Texto proporcionado:
^^^^^^^^

La imaginación como mapa
Tuvimos que esperar cinco años, desde la genial Tropic Thunder (2008), para volver a saber de Ben Stiller detrás de una cámara. Y valió la espera. El creador de Zoolander (2001) vuelve con una película que está completamente por fuera de su impronta habitual, con mucho más cuidado de la imagen y otros aspectos más artísticos que narrativos, siendo más cuidadoso con dónde plantar la cámara antes que cuándo colocar el gag perfecto.
Aunque no sea lo más notable, Stiller es un laburante incansable del drama. Sus películas, si bien la mayoría cómicas, son en realidad retratos de seres muy dispares que, escondidos en la caricatura y la sátira social, tienen algo que gritarle al mundo porque necesitan ser comprendidos. Y allí está él siempre poniéndole la cara a esos personajes. Sin contar sus dos primeras películas de mediados de los 90, Reality Bites (acá bien titulada Generación X) y The Cable Guy (esa en que Jim Carrey se luce cantando Somebody to Love de los Jefferson Airplane), Stiller siempre protagonizó papeles de hombres venidos a menos que necesitan un empujón para salir adelante y dar un giro de 180º a sus vidas: El actor exitoso pero con pocas luces, Tugg Speedman, y el memorable modelo descerebrado Derek Zoolander, ambos tipos que supieron ver la cumbre de la montaña y ahora se encuentran cuesta abajo, pero encuentran la forma de alcanzar el pico una vez más gracias a quienes lo rodean.
Pero ahora, con todo lo excelente que es, eso queda atrás y Stiller opta por dar vuelta la fórmula, adaptando a nuestros tiempos un cuento de James Thurber ya llevado al cine en 1947, con un tono muy particular tirado más a un ritmo cadencioso, dándole lugar a las imágenes de paisajes bellísimamente fotografiados y una banda sonora simplemente brillante por parte del talentoso José González (aunque todos los aplausos se los lleva la canción de Of Monsters and Men, Dirty Paws).
En la película conocemos a Walter Mitty, un tipo gris e insípido que nunca se salió de los estándares, pero experimenta pequeños momentos de abstracción en los que se deja llevar por la fantasía e imagina situaciones exageradas donde es directamente otra persona que hace todo lo que a él le gustaría hacer. Psicología aparte, el protagonista se encuentra con una dificultad laboral que lo pone a prueba y obliga a salir a enfrentar la situación, no sólo para asombrar a su nueva compañera de trabajo (una Kristine Wiig bellísimamente filmada por Stiller) sino también para asombrarse a sí mismo, en un viaje interno que lo lleva a su juventud y lo conecta de a poco con las cosas que realmente quiere.

^^^^^^^^

Información:
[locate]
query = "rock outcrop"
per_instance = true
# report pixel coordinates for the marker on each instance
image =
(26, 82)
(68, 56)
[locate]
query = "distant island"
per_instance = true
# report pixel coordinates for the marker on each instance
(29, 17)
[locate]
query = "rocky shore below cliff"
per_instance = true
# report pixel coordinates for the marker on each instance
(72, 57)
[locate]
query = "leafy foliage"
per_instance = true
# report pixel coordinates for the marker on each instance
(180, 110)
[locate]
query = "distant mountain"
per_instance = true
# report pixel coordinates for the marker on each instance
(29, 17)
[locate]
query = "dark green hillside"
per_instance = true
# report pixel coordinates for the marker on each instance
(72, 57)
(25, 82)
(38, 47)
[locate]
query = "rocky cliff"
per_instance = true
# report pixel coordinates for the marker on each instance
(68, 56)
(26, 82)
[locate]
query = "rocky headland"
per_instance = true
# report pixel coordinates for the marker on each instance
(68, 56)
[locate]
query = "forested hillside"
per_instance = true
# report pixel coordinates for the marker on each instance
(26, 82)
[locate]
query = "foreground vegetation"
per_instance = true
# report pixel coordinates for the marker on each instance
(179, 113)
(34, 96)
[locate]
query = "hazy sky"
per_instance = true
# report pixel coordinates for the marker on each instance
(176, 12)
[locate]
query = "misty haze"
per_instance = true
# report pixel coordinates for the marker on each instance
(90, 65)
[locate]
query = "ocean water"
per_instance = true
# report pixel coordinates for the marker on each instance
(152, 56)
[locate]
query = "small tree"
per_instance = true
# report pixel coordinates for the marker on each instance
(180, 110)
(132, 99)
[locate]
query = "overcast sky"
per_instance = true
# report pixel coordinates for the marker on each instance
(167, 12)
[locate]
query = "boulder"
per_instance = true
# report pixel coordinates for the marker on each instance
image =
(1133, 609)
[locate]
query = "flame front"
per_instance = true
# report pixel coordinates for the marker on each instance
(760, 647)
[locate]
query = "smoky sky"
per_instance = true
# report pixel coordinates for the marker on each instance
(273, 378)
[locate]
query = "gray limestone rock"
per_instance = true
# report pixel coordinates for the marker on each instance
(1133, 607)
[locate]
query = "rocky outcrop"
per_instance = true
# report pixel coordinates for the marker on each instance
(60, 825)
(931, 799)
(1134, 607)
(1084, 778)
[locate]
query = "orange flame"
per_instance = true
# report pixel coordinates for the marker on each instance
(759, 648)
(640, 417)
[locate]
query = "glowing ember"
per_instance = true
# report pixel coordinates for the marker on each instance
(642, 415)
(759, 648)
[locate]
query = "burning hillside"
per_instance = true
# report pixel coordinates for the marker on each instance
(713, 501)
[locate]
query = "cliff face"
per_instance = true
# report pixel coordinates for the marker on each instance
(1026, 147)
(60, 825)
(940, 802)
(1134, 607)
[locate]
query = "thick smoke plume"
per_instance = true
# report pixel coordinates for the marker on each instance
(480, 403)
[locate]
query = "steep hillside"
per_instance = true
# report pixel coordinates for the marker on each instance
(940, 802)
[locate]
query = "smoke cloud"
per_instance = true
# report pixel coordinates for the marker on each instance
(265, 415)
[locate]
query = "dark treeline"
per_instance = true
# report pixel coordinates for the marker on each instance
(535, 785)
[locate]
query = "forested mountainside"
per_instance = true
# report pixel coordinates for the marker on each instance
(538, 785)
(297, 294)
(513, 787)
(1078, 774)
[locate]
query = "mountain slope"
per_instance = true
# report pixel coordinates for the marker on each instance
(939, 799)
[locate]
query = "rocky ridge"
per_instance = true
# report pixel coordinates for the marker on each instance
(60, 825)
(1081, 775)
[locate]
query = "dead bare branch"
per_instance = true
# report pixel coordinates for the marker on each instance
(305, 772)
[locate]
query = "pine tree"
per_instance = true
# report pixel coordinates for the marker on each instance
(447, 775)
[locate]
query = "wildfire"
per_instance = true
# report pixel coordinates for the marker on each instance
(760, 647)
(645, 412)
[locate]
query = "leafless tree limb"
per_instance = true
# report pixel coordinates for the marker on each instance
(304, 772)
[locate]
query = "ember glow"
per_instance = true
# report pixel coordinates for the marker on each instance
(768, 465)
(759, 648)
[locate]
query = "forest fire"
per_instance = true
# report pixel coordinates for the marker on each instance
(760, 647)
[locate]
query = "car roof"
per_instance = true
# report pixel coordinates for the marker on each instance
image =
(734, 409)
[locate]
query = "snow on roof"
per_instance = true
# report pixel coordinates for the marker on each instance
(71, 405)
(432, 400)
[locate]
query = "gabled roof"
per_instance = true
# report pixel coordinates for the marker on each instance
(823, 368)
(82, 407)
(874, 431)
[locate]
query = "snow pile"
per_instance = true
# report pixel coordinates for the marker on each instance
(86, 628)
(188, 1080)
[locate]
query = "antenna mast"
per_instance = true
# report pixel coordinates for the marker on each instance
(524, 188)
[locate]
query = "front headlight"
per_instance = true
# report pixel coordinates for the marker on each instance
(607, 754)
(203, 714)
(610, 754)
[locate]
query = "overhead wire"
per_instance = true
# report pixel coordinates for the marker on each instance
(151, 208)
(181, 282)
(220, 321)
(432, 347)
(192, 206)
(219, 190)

^^^^^^^^

Continúa la reseña sobre la película de Ben Stiller acerca de Walter Mitty a partir de su último párrafo.

En The Secret Life…, además de la fotografía y la música, se destaca un reparto muy variado y plagado de pesos-pesado: Shirley McCain, que hace un papel adorable como la madre de Walter, y Sean Pean, que tiene una escena particular donde pone el listón muy alto para la emotividad en el desenlace. Ambos personajes, que nunca comparten pantalla pero de alguna forma que no diremos están conectados, son bisagra para que la historia en general funcione y genere la emoción que genera.
Quizás un poco tirado a la sensiblería, pero siempre medido y resguardado en un gran logro artístico con la cámara, Stiller cuenta una historia de superación más en su carrera, pero esta vez de forma inusual y sin necesidad de poner en pantalla a un personaje con un ego desmesurado y pretender que el público se parta de risa. Al contrario, esta vez hace tan normal al personaje que es imposible que en algún momento de la trama no nos identifiquemos con Walter o con alguna de sus fantasías, así como también esos extraños mensajes que se imprimen en los lugares más insólitos, ya sea para sacarnos de la mente del siempre presente protagonista o para dejarnos alguna enseñanza de esas que sólo el buen cine sabe dar.